> REQUIREMENTS: Copy out every line of text in the entries below, but scale each point coordinate in the answers by 1.2 and round it to the nearest whole number, rounding halves up. Leave the pictures out.

> DATASET RECORDS:
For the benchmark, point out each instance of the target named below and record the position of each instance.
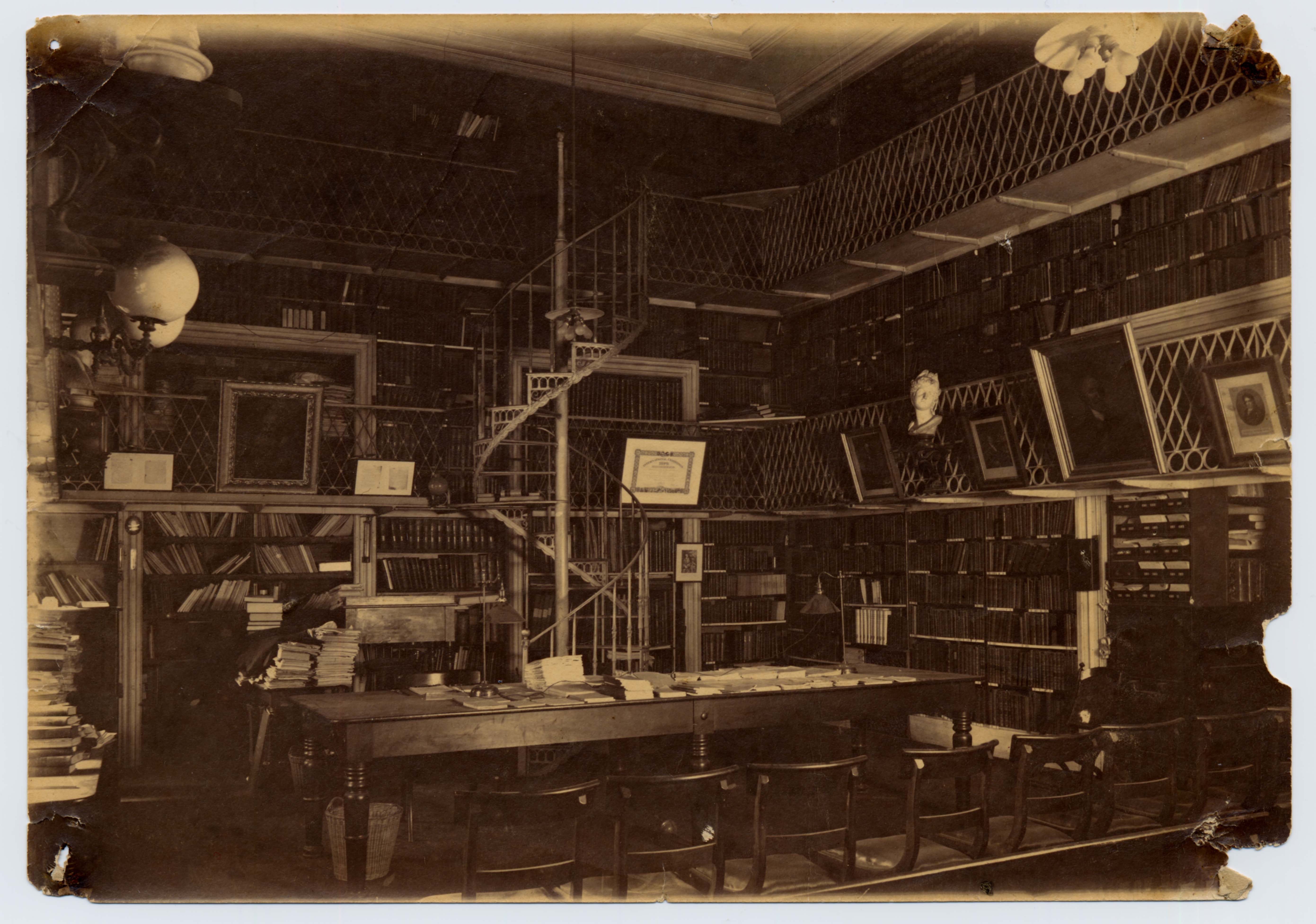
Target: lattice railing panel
(320, 191)
(1012, 133)
(1173, 372)
(189, 427)
(694, 243)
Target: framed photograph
(269, 438)
(385, 477)
(1098, 405)
(690, 561)
(1250, 406)
(995, 449)
(664, 473)
(872, 464)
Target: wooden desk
(361, 727)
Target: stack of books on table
(264, 613)
(547, 672)
(627, 688)
(337, 659)
(294, 666)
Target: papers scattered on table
(548, 672)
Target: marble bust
(924, 394)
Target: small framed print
(995, 451)
(690, 561)
(873, 468)
(662, 473)
(1250, 406)
(385, 477)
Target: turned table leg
(963, 738)
(699, 752)
(356, 810)
(312, 797)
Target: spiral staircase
(602, 593)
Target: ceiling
(760, 68)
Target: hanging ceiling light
(819, 605)
(155, 290)
(1084, 45)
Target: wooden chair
(936, 836)
(512, 811)
(645, 842)
(1231, 756)
(1053, 790)
(1136, 788)
(798, 810)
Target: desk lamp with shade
(497, 614)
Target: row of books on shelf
(1026, 710)
(439, 574)
(433, 535)
(880, 626)
(869, 559)
(728, 356)
(743, 610)
(73, 590)
(98, 540)
(202, 524)
(743, 532)
(739, 559)
(424, 366)
(1032, 668)
(763, 643)
(632, 397)
(885, 528)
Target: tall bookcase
(744, 593)
(198, 568)
(861, 564)
(75, 559)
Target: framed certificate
(662, 473)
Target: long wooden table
(358, 729)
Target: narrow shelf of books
(743, 597)
(73, 651)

> FULL OUTPUT:
For the benchmark, point out each instance of the target named below and record the position of each instance.
Target: lattice railing panel
(384, 229)
(1214, 160)
(1408, 446)
(227, 512)
(833, 292)
Target: framed photograph
(323, 526)
(462, 572)
(1318, 486)
(828, 673)
(1500, 487)
(1194, 539)
(797, 568)
(1046, 557)
Target: wooden desk
(433, 872)
Target: stack of books on table
(317, 736)
(656, 806)
(752, 826)
(404, 791)
(353, 799)
Target: papers scattered on table
(658, 806)
Target: marble bust
(1109, 473)
Target: small framed print
(1194, 541)
(828, 673)
(1048, 562)
(794, 568)
(1500, 487)
(462, 572)
Target: turned table leg
(1156, 886)
(839, 902)
(427, 972)
(374, 956)
Target: spiral staircase
(722, 712)
Target: ceiling
(912, 82)
Target: hanging ceiling light
(983, 726)
(186, 348)
(1301, 54)
Target: wooden chair
(1123, 1003)
(614, 973)
(774, 1010)
(1477, 907)
(1264, 948)
(1363, 946)
(958, 972)
Target: desk lamp with shade
(596, 737)
Target: row of books on shelf
(1231, 852)
(527, 689)
(520, 642)
(1056, 751)
(1043, 671)
(874, 427)
(892, 732)
(88, 708)
(118, 648)
(242, 629)
(892, 638)
(887, 671)
(509, 439)
(1238, 802)
(916, 772)
(758, 476)
(1062, 634)
Target: tall bookcase
(893, 712)
(238, 682)
(1033, 677)
(90, 671)
Target: framed certificate
(794, 568)
Target: long wooden table
(430, 875)
Target: narrow shelf of books
(892, 716)
(88, 781)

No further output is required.